Begin at the line containing "concrete curb -> point" and give again every line to the end of the records, exactly, without the pictures.

────────

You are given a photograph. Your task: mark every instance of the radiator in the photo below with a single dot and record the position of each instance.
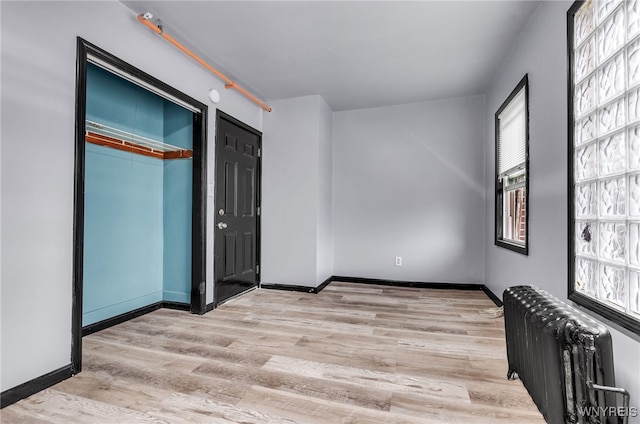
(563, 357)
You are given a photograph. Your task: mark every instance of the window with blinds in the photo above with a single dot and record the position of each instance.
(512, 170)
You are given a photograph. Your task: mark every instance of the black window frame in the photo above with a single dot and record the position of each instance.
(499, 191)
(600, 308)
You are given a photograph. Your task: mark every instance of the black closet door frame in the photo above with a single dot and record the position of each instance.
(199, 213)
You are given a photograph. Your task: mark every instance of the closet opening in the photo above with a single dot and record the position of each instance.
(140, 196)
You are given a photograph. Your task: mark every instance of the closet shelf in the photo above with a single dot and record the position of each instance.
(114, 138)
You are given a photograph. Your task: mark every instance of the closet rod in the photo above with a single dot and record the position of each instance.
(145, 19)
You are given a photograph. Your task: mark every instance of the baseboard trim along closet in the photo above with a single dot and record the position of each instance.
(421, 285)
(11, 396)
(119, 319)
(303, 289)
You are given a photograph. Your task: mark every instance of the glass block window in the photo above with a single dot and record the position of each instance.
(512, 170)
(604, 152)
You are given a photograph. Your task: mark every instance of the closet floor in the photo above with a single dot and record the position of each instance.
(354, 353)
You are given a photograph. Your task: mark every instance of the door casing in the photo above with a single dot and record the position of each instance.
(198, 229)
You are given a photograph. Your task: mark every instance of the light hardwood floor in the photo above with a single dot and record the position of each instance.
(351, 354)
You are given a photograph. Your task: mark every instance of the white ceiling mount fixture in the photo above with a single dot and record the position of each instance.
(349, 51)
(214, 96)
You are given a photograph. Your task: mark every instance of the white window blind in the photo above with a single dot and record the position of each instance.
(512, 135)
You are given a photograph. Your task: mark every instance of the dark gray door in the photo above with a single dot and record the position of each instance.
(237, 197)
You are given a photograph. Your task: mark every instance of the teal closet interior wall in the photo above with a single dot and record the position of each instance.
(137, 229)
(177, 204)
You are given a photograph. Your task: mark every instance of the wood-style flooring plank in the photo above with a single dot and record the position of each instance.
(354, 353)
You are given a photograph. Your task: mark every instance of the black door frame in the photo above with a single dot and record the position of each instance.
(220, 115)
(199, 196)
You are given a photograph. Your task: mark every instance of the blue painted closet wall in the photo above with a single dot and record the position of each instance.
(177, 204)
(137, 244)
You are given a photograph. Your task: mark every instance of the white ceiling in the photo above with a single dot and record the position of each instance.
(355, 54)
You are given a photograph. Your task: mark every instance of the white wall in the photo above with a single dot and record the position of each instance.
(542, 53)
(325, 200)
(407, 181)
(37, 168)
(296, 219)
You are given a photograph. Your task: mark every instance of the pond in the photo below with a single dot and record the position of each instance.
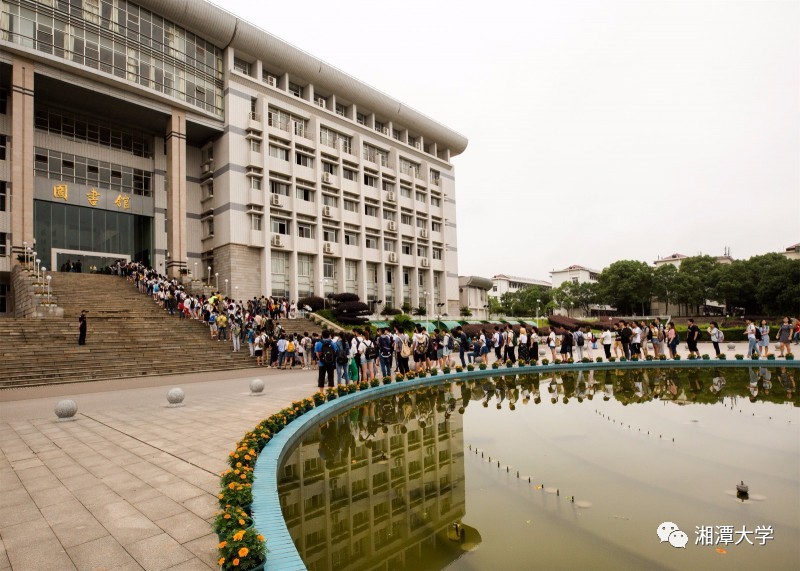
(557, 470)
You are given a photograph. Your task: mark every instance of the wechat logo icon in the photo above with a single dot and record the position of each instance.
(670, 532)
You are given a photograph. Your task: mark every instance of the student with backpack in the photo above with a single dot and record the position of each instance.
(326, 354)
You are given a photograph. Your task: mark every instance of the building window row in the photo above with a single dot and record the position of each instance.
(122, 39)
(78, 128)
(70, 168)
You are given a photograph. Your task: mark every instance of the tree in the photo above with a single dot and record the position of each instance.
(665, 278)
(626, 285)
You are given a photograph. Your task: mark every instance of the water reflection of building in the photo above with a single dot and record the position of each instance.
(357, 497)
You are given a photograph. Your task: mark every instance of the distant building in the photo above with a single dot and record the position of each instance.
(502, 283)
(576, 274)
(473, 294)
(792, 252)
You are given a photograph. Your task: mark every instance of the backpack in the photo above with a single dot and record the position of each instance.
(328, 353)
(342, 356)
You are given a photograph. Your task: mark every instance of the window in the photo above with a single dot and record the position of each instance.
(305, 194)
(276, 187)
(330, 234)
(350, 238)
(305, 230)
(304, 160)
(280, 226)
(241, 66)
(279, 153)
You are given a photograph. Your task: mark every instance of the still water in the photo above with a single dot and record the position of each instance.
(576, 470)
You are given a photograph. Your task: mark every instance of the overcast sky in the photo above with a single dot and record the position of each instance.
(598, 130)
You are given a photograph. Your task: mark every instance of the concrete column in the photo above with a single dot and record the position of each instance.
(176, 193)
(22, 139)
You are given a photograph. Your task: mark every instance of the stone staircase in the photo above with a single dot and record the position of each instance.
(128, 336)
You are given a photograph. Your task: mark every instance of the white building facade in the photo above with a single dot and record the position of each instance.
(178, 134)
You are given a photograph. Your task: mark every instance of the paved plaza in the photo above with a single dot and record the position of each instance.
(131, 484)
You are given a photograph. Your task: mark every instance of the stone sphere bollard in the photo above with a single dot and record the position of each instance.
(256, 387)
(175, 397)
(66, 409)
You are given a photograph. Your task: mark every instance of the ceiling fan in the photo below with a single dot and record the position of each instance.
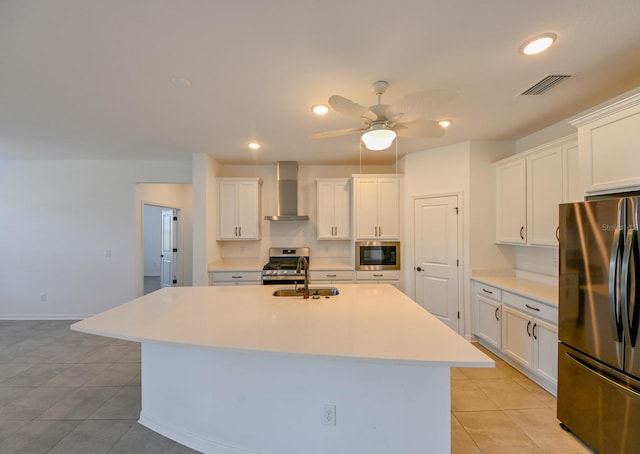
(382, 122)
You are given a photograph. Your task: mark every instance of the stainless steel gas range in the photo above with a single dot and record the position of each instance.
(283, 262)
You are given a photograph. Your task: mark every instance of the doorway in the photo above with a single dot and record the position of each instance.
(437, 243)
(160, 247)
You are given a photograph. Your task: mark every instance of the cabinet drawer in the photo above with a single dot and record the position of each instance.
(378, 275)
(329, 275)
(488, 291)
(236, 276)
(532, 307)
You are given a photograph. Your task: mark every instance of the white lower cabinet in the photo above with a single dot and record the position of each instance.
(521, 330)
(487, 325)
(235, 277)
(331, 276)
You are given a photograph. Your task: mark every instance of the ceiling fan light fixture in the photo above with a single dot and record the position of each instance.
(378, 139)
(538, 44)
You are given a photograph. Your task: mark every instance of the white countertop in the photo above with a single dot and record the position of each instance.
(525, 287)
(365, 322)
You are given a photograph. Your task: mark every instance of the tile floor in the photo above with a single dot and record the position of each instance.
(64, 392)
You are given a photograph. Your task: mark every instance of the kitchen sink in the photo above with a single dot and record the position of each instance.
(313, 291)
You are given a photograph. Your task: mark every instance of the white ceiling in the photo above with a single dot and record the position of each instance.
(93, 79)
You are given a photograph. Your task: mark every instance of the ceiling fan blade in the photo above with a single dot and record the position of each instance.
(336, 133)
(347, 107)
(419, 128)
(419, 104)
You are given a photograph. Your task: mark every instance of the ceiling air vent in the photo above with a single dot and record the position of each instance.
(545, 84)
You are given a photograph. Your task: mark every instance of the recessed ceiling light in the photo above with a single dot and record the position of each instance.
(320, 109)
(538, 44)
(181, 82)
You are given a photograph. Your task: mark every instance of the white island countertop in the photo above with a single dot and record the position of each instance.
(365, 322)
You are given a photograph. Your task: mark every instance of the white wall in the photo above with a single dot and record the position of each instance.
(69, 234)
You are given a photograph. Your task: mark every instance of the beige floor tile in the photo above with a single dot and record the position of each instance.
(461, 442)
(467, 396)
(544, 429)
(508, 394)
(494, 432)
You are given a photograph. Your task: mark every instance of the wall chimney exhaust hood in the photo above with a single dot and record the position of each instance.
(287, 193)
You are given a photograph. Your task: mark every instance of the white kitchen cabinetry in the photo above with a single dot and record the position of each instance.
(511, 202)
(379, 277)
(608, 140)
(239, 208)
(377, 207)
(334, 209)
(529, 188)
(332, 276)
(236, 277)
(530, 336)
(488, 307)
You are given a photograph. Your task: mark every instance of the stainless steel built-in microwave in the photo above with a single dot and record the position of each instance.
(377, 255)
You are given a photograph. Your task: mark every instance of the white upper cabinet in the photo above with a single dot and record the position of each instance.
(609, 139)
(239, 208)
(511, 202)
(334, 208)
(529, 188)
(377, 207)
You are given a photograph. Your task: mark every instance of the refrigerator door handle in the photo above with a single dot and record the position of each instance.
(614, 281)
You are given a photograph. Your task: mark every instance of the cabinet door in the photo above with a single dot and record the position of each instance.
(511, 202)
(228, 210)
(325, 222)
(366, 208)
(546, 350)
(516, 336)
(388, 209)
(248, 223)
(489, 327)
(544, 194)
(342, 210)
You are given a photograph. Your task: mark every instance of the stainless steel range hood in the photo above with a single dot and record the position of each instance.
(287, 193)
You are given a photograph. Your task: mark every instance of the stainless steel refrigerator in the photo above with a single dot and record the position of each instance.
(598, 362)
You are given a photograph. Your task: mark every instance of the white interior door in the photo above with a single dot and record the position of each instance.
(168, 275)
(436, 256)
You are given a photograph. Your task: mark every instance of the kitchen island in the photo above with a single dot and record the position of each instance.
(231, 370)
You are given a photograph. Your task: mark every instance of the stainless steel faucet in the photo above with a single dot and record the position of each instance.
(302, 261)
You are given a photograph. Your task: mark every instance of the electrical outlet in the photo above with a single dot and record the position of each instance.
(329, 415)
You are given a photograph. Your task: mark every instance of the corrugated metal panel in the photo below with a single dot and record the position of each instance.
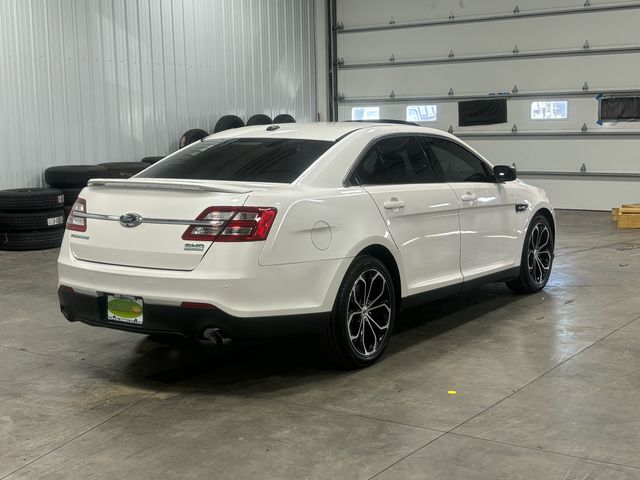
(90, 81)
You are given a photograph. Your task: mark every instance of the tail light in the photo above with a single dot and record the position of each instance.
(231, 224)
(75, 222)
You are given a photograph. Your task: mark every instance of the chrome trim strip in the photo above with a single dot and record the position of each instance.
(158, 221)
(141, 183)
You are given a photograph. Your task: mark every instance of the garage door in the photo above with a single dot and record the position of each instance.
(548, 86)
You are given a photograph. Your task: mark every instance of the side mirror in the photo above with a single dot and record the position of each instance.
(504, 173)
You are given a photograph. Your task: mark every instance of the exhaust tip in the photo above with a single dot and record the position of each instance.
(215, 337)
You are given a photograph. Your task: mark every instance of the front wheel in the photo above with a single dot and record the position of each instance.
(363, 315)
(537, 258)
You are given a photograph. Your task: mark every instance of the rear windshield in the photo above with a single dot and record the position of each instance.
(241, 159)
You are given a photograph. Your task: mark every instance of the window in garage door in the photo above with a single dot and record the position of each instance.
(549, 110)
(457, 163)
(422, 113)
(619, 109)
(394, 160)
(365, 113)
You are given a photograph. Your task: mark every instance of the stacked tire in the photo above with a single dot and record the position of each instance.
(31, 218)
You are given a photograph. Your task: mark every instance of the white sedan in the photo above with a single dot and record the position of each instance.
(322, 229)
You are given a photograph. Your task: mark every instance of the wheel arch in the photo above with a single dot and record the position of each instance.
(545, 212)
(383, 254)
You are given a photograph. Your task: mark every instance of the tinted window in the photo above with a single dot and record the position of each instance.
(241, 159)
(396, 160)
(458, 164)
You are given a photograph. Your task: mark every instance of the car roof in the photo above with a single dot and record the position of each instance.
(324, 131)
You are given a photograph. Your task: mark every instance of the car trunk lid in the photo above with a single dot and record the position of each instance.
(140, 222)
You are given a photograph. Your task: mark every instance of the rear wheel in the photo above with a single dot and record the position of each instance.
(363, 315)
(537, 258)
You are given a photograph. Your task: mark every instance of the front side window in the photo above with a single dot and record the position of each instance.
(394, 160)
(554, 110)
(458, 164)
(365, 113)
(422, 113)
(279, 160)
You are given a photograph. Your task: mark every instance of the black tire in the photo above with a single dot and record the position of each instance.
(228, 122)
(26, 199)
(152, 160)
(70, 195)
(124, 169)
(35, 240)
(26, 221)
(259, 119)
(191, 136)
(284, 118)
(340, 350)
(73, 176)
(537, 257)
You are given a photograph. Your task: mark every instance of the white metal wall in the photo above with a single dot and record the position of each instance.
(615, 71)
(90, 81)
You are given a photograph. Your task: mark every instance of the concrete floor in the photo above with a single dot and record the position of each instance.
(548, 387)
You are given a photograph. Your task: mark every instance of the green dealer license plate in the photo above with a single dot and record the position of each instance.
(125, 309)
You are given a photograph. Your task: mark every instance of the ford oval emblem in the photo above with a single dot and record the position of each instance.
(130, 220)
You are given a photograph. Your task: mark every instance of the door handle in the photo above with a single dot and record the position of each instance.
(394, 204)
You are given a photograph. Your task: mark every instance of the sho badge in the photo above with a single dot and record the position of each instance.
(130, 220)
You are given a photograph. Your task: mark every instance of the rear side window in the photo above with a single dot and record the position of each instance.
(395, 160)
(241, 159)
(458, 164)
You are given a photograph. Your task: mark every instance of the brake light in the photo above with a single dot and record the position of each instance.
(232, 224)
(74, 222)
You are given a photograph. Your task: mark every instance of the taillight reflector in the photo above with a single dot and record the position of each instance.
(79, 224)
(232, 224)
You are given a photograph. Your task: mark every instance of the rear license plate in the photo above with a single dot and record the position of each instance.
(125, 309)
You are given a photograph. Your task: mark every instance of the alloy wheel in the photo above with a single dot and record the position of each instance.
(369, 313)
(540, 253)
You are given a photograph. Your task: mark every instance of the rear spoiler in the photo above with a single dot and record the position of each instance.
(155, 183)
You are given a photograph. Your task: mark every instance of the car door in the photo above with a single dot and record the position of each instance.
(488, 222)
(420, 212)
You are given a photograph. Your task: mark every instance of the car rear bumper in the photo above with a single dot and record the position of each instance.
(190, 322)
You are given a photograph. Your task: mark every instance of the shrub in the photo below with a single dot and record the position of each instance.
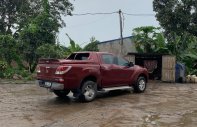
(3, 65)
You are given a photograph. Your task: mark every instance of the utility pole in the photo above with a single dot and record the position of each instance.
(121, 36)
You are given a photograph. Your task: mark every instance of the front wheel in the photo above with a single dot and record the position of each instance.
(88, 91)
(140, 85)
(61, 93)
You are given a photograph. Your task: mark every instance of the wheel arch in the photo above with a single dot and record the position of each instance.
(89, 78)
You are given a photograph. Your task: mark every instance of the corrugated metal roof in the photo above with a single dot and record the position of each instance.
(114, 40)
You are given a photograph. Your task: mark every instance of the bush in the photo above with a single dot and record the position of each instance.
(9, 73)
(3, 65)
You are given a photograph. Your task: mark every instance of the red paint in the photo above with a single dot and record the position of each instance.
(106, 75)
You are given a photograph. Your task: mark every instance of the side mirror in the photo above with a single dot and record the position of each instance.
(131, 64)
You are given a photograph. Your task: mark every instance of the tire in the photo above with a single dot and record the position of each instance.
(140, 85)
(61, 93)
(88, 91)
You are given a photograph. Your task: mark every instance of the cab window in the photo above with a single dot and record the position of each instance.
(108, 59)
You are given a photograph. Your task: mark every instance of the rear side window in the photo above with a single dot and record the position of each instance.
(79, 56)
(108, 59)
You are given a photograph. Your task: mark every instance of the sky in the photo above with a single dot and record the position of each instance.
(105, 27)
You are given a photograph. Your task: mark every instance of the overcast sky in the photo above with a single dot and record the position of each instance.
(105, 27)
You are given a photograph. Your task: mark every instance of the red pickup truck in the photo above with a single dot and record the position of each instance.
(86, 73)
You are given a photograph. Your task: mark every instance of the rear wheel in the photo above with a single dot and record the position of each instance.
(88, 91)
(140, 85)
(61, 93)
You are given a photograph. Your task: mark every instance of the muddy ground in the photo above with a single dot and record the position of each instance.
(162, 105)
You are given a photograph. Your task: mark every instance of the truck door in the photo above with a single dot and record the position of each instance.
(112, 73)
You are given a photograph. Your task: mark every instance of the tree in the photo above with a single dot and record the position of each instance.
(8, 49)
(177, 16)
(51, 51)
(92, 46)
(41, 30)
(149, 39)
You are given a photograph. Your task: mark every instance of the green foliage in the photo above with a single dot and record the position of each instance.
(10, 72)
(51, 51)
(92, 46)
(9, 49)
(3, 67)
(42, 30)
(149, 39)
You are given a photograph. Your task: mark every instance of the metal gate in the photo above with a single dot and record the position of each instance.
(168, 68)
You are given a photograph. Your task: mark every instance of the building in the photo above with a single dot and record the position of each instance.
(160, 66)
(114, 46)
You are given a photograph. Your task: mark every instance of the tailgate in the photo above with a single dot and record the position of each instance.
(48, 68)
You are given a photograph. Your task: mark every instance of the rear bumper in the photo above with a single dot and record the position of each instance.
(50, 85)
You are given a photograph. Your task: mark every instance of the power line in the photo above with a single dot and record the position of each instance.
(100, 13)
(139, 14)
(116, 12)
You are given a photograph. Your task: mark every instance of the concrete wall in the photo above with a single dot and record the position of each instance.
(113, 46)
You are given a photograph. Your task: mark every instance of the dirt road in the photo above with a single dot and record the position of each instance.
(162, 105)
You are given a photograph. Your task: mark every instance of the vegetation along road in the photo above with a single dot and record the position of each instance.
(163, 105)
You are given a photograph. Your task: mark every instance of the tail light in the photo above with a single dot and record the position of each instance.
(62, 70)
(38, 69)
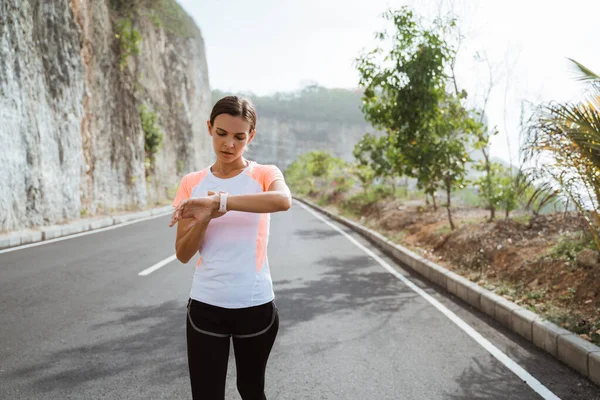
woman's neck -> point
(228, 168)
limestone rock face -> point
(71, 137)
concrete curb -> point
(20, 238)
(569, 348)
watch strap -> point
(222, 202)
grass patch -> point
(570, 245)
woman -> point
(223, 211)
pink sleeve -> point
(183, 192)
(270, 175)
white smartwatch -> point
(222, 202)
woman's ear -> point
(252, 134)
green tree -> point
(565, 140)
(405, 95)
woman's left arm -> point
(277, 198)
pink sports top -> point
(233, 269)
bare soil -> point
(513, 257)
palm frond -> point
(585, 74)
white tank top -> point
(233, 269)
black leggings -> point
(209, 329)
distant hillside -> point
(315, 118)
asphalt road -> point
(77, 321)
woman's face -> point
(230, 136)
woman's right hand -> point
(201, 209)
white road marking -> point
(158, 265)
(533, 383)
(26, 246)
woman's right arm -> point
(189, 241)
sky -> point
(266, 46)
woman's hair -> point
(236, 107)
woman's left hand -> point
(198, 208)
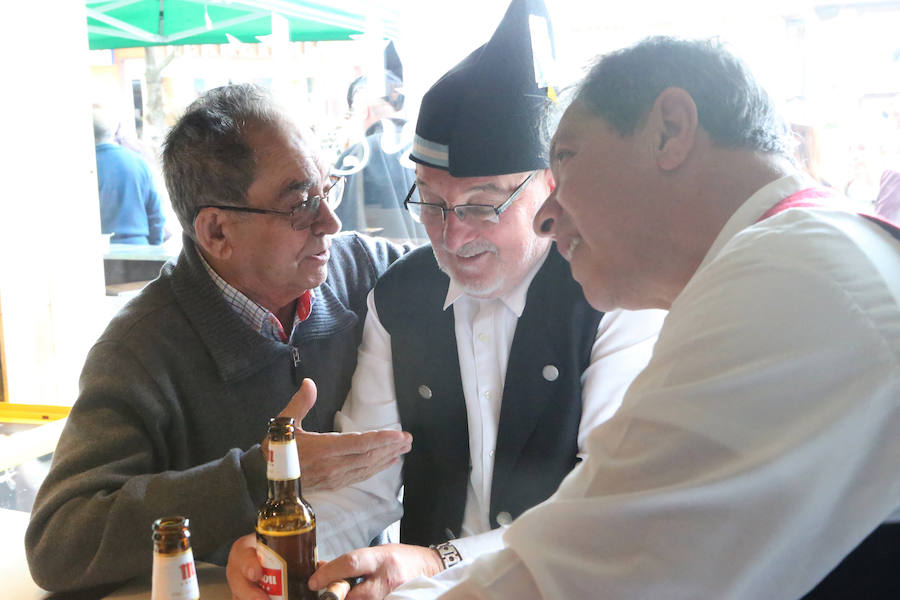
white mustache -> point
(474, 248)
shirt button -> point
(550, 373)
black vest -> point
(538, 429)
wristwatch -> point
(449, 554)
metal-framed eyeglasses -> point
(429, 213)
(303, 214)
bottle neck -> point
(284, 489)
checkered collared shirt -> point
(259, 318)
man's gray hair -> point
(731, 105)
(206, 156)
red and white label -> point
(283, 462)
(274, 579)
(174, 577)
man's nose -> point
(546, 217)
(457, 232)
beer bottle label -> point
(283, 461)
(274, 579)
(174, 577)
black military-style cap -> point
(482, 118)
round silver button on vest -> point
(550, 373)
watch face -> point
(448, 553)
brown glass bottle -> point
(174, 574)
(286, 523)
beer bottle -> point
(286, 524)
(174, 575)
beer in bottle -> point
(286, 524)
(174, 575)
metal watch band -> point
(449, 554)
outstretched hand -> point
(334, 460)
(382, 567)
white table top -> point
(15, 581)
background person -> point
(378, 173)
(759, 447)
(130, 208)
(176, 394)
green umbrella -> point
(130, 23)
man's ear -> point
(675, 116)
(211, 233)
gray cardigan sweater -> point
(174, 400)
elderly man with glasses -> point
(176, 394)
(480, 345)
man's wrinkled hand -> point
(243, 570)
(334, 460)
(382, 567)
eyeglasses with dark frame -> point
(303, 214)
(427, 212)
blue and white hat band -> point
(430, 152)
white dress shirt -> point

────────

TASK OUTPUT:
concrete curb -> point
(20, 238)
(569, 348)
watch strap -> point
(222, 202)
grass patch -> point
(570, 245)
woman -> point
(223, 211)
pink sleeve -> point
(183, 192)
(270, 175)
white smartwatch -> point
(222, 202)
woman's ear -> point
(252, 134)
green tree -> point
(565, 140)
(405, 95)
woman's left arm -> point
(277, 198)
pink sports top -> point
(233, 269)
bare soil -> point
(513, 257)
palm frond -> point
(585, 74)
white tank top -> point
(233, 269)
black leggings -> point
(209, 329)
distant hillside -> point
(315, 118)
asphalt road -> point
(77, 321)
woman's face -> point
(230, 136)
woman's right hand -> point
(201, 209)
white road marking -> point
(158, 265)
(533, 383)
(26, 246)
woman's right arm -> point
(189, 241)
sky -> point
(266, 46)
woman's hair -> point
(236, 107)
woman's left hand -> point
(198, 208)
white mustache -> point
(474, 248)
shirt button -> point
(550, 373)
black vest -> point
(538, 429)
wristwatch -> point
(449, 554)
metal-framed eyeglasses -> point
(429, 213)
(303, 214)
bottle neck -> point
(284, 489)
checkered collared shirt -> point
(259, 318)
man's gray hair -> point
(731, 105)
(206, 156)
red and white label -> point
(283, 462)
(274, 579)
(174, 577)
man's nose -> point
(546, 217)
(457, 232)
beer bottle label -> point
(283, 461)
(274, 579)
(174, 577)
black military-style cap -> point
(482, 118)
round silver button on vest -> point
(550, 373)
watch face -> point
(448, 553)
brown glass bottle -> point
(174, 574)
(286, 523)
beer bottle -> point
(286, 524)
(174, 575)
beer in bottle -> point
(286, 524)
(174, 575)
metal watch band -> point
(449, 554)
outstretched hand -> point
(334, 460)
(382, 567)
white table top -> point
(15, 581)
background person -> point
(378, 173)
(759, 447)
(130, 208)
(176, 394)
green umbrella -> point
(130, 23)
man's ear -> point
(675, 116)
(211, 233)
gray cardigan sweater -> point
(174, 400)
elderly man with glasses -> point
(176, 394)
(480, 345)
man's wrinkled hand -> point
(243, 570)
(334, 460)
(382, 567)
eyeglasses with dark frame -> point
(303, 214)
(427, 212)
blue and white hat band -> point
(430, 152)
white dress shirt -> point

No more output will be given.